----- INPUT ROWS

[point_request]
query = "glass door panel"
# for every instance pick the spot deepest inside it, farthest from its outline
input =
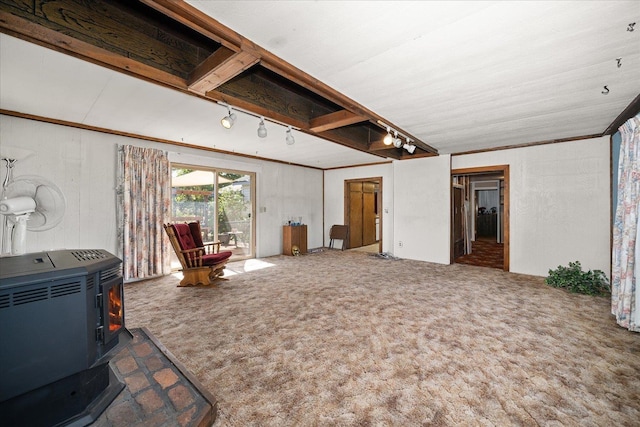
(193, 199)
(223, 203)
(235, 213)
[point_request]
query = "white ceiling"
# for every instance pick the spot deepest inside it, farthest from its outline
(460, 76)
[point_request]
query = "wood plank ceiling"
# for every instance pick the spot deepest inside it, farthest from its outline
(175, 45)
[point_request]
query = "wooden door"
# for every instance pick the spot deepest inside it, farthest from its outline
(368, 213)
(458, 222)
(355, 214)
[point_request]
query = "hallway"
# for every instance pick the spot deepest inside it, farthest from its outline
(486, 252)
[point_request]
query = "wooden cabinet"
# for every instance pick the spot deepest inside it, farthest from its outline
(294, 235)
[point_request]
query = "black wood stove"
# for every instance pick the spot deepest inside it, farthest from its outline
(61, 315)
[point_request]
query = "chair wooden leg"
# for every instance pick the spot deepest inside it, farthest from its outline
(217, 272)
(195, 276)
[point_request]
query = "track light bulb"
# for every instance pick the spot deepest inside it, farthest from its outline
(410, 148)
(388, 139)
(289, 138)
(396, 141)
(228, 120)
(262, 129)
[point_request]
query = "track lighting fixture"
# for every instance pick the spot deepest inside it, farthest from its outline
(410, 148)
(388, 139)
(395, 139)
(262, 129)
(228, 120)
(289, 138)
(397, 142)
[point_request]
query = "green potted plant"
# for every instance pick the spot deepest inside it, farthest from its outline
(573, 279)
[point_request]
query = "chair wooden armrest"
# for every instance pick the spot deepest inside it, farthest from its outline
(193, 257)
(212, 247)
(202, 263)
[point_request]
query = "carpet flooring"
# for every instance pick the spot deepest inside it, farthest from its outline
(351, 339)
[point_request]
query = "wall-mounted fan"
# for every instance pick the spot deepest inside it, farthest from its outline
(32, 203)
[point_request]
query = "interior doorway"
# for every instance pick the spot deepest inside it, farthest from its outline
(480, 216)
(363, 208)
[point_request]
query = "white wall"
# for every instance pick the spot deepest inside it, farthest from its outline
(334, 198)
(83, 164)
(422, 220)
(559, 203)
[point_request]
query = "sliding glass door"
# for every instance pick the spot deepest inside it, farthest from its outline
(223, 202)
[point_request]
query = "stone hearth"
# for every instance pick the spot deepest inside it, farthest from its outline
(159, 390)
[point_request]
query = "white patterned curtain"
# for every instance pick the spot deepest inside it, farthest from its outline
(625, 304)
(144, 205)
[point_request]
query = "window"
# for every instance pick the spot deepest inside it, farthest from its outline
(223, 202)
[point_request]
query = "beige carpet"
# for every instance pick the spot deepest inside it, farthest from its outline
(349, 339)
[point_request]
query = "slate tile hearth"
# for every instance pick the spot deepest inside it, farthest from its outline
(158, 391)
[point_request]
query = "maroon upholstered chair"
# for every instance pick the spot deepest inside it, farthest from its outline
(202, 263)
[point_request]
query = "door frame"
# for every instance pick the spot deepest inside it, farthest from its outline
(347, 202)
(504, 169)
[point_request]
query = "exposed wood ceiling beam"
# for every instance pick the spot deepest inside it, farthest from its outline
(34, 33)
(255, 109)
(334, 120)
(220, 67)
(195, 19)
(212, 61)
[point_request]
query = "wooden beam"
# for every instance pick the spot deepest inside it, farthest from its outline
(632, 109)
(379, 145)
(195, 19)
(34, 33)
(334, 120)
(255, 109)
(220, 67)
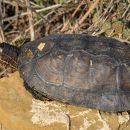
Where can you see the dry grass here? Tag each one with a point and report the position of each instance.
(23, 19)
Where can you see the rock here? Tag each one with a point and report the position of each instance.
(20, 111)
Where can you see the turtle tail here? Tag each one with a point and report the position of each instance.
(9, 55)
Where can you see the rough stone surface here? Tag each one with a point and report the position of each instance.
(20, 111)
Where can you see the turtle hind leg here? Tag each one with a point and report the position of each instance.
(36, 94)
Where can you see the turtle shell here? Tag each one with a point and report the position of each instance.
(81, 70)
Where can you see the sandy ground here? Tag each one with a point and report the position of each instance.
(20, 111)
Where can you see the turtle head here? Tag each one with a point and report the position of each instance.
(9, 55)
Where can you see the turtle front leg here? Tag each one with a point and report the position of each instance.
(36, 94)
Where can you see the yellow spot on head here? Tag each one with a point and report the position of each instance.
(41, 46)
(29, 54)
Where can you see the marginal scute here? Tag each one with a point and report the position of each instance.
(80, 70)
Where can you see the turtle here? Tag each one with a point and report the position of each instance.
(76, 69)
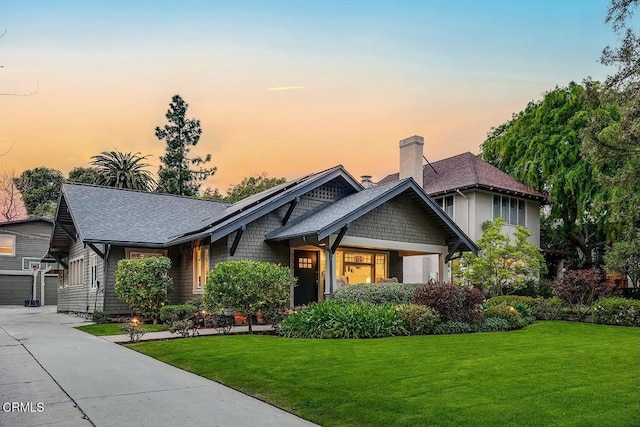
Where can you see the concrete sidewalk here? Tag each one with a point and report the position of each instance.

----------

TASK OBJECTIVE ▸
Strip out the pictures and quote the remaining data word for word.

EXERCISE OUTPUT ▸
[point_request]
query = "glass door panel"
# for every instance pick the spot deepest inside it, farthest from its outline
input =
(193, 199)
(223, 203)
(235, 213)
[point_request]
query = "white ceiling"
# for every instance pick the spot deepest inside it, farthest from its outline
(460, 76)
[point_request]
query = "wood plank ceiling"
# for every instance pick the spot deepest inside it, farthest from its outline
(175, 45)
[point_request]
query = "wooden door"
# for every instance pick the spot deepest inside it, farthest from its outline
(368, 213)
(458, 222)
(355, 214)
[point_request]
query = "hallway"
# for every instance pick the spot deepest inside it, farthest from its outline
(486, 252)
[point_request]
query = "wooden cabinet"
# for every instance pick the spot deepest inside it, farthest from its outline
(294, 235)
[point_request]
query = "black wood stove"
# for every instance pick the spot deepest inside it, farthest from its outline
(61, 315)
[point_request]
query = "chair wooden leg"
# for every instance pick the spot deepest inside it, farthest from its outline
(217, 272)
(195, 276)
[point_request]
query = "track light bulb"
# for every instance pick the spot deepest inside it, farthest from its outline
(410, 148)
(388, 139)
(289, 138)
(396, 141)
(228, 120)
(262, 129)
[point_request]
query = "track lighting fixture"
# for every instance pick the spot deepest inside it, farthest from its outline
(410, 148)
(388, 139)
(395, 139)
(262, 129)
(228, 120)
(289, 138)
(397, 142)
[point_request]
query = "green potted plant"
# for every instance pick the spot deepest inside it, farthest from its outline
(573, 279)
[point_request]
query = "chair wooden armrest"
# for every instance pick the spot deepest inside it, farthest from its outline
(193, 257)
(212, 247)
(202, 263)
[point_request]
query = "carpet flooring"
# for every instance pick the spot deepest inside it, farthest from its outline
(351, 339)
[point_request]
query = "wall-mounted fan"
# for every instance pick the spot deepest inside it, farthest from its outline
(32, 203)
[point_request]
query = "interior doorway"
# for every instance pick the spot deepest inside it, farthest from its outline
(480, 216)
(363, 208)
[point_request]
query = "white wall"
# for every instance pick the spot deepest inside it, farthest from its outline
(334, 198)
(83, 164)
(422, 220)
(559, 203)
[point_request]
query = "sliding glass door"
# for every instance pick the spot deepest inside it, farthest from its outline
(223, 202)
[point_request]
query = "stone hearth"
# for every instance pick the spot deepest inside it, farthest from its outline
(159, 390)
[point_request]
query = "white patterned curtain"
# for every instance pick the spot deepest inside it, farthest from its outline
(625, 304)
(144, 205)
[point_request]
query = "window"
# for every instance pick the spot deepest inside it, farthest from its outline
(223, 202)
[point_request]
query = "beige carpet"
# for every instance pick the spot deepest inside it, farthest from its outline
(349, 339)
[point_request]
query = "slate tile hearth"
# for every instance pick the spot deepest inside it, farthest from its outline
(158, 391)
[point_request]
query = "maroon upholstered chair"
# for every instance pick the spot deepest inside it, farthest from its outline
(202, 263)
[point_request]
query = "door frame"
# for every instance pick the spot deepest inside it, farthest from its outline
(347, 202)
(504, 169)
[point_request]
query = "exposed wood ceiling beam"
# for every instance pick the spot deepest inside it, farthest from its outline
(34, 33)
(255, 109)
(334, 120)
(220, 67)
(195, 19)
(212, 61)
[point_request]
query = "wooden beam"
# for every instance pick the spot deepest inside it, farthest from its outline
(632, 109)
(379, 145)
(195, 19)
(34, 33)
(334, 120)
(255, 109)
(220, 67)
Where can you see the dry grass here? Tag each one with a point and report the position of each instance.
(23, 19)
Where can you see the rock here? Tag each one with a point and report the position of each instance.
(20, 111)
Where can you see the turtle tail here? Tag each one with a point and report the position of each instance.
(9, 55)
Where can you see the rough stone surface here? Tag each one with a point and report the position of each instance.
(20, 111)
Where can you see the turtle hind leg here? Tag each one with a point and report the position of each instance.
(36, 94)
Where can you see the turtle shell here? Tag each one with a point and report the position of each instance.
(81, 70)
Where can you see the sandy ground here? Tag each one with a point and report the position of each instance.
(20, 111)
Where can you see the turtle head here? Tag each one with a point and report the position of each instance.
(9, 55)
Where can you see the turtle front leg here? Tag each one with a point and report the position of each instance.
(36, 94)
Where can you see the yellow spot on head here? Tag each one with a point and report the position of each instance.
(41, 46)
(29, 54)
Where can you see the marginal scute here? Tag each one with a point and report the position of each instance.
(80, 70)
Where can you see the turtle here? Tag each one with a point and report the position of each instance.
(76, 69)
Where can you see the concrete sidewalk here? Tag each one with a point and report the position of each instance.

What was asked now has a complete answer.